◆ What to produce: No line of the records may be dropped; print them all again exactly.

===== Data extract =====

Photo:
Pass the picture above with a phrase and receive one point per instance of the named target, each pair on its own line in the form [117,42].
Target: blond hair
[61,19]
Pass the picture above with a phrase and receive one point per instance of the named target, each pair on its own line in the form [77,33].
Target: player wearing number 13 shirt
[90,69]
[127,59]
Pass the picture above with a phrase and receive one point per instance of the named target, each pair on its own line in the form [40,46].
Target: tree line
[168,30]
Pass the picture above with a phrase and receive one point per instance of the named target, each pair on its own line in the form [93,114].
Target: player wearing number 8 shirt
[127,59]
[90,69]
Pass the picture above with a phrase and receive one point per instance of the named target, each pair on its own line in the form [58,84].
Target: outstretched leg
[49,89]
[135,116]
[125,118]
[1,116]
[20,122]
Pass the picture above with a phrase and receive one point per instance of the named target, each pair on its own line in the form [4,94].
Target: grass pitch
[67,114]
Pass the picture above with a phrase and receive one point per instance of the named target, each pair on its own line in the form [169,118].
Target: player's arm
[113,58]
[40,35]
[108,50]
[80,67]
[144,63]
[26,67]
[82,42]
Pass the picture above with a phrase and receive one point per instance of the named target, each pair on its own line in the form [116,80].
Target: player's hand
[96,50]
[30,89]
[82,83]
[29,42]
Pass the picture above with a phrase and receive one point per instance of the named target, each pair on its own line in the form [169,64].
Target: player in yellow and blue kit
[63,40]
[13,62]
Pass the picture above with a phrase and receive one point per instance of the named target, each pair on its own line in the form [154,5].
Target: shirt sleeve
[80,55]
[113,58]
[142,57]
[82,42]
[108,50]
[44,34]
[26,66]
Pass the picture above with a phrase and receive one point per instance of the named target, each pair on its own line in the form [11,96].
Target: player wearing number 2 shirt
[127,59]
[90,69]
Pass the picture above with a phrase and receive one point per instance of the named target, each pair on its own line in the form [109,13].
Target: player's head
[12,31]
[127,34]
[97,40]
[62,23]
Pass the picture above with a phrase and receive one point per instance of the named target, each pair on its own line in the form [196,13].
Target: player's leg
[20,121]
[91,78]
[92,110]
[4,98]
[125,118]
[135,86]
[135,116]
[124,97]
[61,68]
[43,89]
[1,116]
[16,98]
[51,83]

=====

◆ Exercise result:
Photo:
Pass the picture above with a phrase and receive one point per instance of the named target, each pair on its own line in the form [117,42].
Target: blond hair
[61,19]
Pass the picture above with a phrase and receive one point per instance of the named target, each pair on its own line in the form [77,33].
Target: player wearing number 13 shirt
[90,69]
[127,59]
Pass the picture above with a phrase and receive one point per instance of the named target, each pair on its own line in the form [40,46].
Target: tree line
[168,30]
Pass the picture above with a phrase and receive one point per instance of the named target, each pair on its own line in the form [93,114].
Target: player wearing number 8 shirt
[127,59]
[90,69]
Pass the picture above with a phrase and receive one point per instance of the named target, each pair on its own line in the form [58,84].
Target: outstretched leg
[49,89]
[135,116]
[125,118]
[1,116]
[20,122]
Pass the picture above with a phrase and receive one point per instance of the named target, each pair on its own line in the form [4,94].
Target: grass pitch
[67,114]
Pass the picture above with a phrase and receive one point per instance of the named target, each pair on its own line in the form [169,118].
Target: player's arm
[113,58]
[40,35]
[108,50]
[80,67]
[144,63]
[26,67]
[82,42]
Pass the picture above with a phrase and receive one point per instance of the named target, each pair on its own line in the form [116,80].
Target: player's hand
[96,50]
[30,89]
[82,83]
[29,42]
Pass the picture above with a phrase and receive one point per instance of the named target, each pair on its own line in the form [169,64].
Target: player in yellow and blue kit
[63,40]
[13,62]
Pass the picture above with a phrase and receive one point per instance of the named target, each pair on its own line in the form [154,5].
Target: shirt sleeve
[80,55]
[113,58]
[142,57]
[82,42]
[108,50]
[44,34]
[26,66]
Pass the picture above with a phrase and receive one point per instance of the named target, each pair on its own line in the form [11,96].
Target: player wearing number 2 shirt
[127,59]
[90,69]
Pass the picture above with a phrase and receive one point per instance of the named target, each pair on its own line in the form [109,13].
Target: player's head
[12,31]
[127,34]
[97,40]
[62,23]
Pass the picture above with a phrase and receive one point per instance of the named target, each pair on its own line in the form [196,13].
Target: player's leg
[20,121]
[91,78]
[92,110]
[4,98]
[125,118]
[135,86]
[135,116]
[124,97]
[61,68]
[43,89]
[1,116]
[16,98]
[51,83]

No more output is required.